Given instruction 1:
Answer these questions about the passage on the 2016 US election:
(a) Which book does the author quote C.S. Lewis from?
(b) According to the quotation, in what form does the devil send errors into the world?
(c) Who is named as standing in the red corner?
Given instruction 2: In the passage on the 2016 US election, the quoted remarks say the devil encourages people to spend time deciding which of two errors is worse. What reason does the quotation give for this?
Given instruction 3: Extend the passage on the 2016 US election, picking up after its final sentence.

Source excerpt:
┌──
When observing the farce that is the 2016 US Election campaign,  I couldn’t help but be reminded of CS Lewis’ remarks in Mere Christianity:

“I feel a strong desire to tell you-and I expect you feel a strong desire to tell me-which of these two errors is the worse. That is the Devil getting at us. He [the devil] always sends errors into the world in pairs—pairs of opposites. And he always encourages us to spend a lot of time thinking which is the worse. You see why, of course? He relies on your extra dislike of the one error to draw you gradually into the opposite one. But do not let us be fooled. We have to keep our eyes on the goal and go straight through between both errors. We have no other concern than that with either of them”.

As unsettling as it may be, the 2016 US Presidential Election will be contested between the two most reviled candidates in recent history. In the blue corner is a politician who has come to epitomise the untrustworthiness and cynical self-advancement that has incited record levels of public revulsion at modern politics. In the red corner, of course, is Donald Trump.
└──
Stored records:
┌──
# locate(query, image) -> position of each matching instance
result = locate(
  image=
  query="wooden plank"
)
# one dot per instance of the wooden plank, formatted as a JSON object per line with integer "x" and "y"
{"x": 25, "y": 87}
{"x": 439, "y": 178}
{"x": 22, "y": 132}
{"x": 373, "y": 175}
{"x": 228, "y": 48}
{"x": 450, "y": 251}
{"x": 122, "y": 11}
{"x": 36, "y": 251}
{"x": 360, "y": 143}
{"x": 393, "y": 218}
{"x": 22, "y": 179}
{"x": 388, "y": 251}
└──
Reply 1:
(a) Mere Christianity
(b) In pairs of opposites
(c) Donald Trump

Reply 2: The devil relies on a person's extra dislike of one error to draw them gradually into the opposite one.

Reply 3:
Recent surveys show that as many as 40% of Americans have a ‘highly unfavourable’ opinion of the Democrat candidate Hillary Clinton, a figure topped only by the Donald himself (who scores a mighty impressive 44%) since World War II. Whichever of the two is elected on November 8th this year, America will most likely inaugurate the most hated President in its history.

It’s not hard to identify the source of such discontent. Trump’s maniacal ramblings require no introduction. Making Mexico pay for the wall; insulting the family of a deceased veteran; making lewd and somewhat sinister comments about the attractiveness of his daughter. Countless more examples exist. It seems Trump can’t manage to go a news cycle without blurting out something deeply offensive, deeply stupid, or deeply unhinged. No wonder Republican Congressmen and Senators are falling over themselves to distance themselves from him.

His opponent should, without question, be targeting a landslide victory of the scale that Reagan achieved in the 1984 and 1988 elections. Yet such an outcome this year seems highly unlikely. To put it simply, Americans don’t trust Hillary Clinton. Many believe she belongs in prison. Almost half of surveyed Americans believe that she willfully misled the families of the four Americans who died in the Benghazi massacre as to the precise facts whilst she was Secretary of State. She is increasingly viewed as personifying the kind of heartless and self-centered politics that has left Americans feeling worse off.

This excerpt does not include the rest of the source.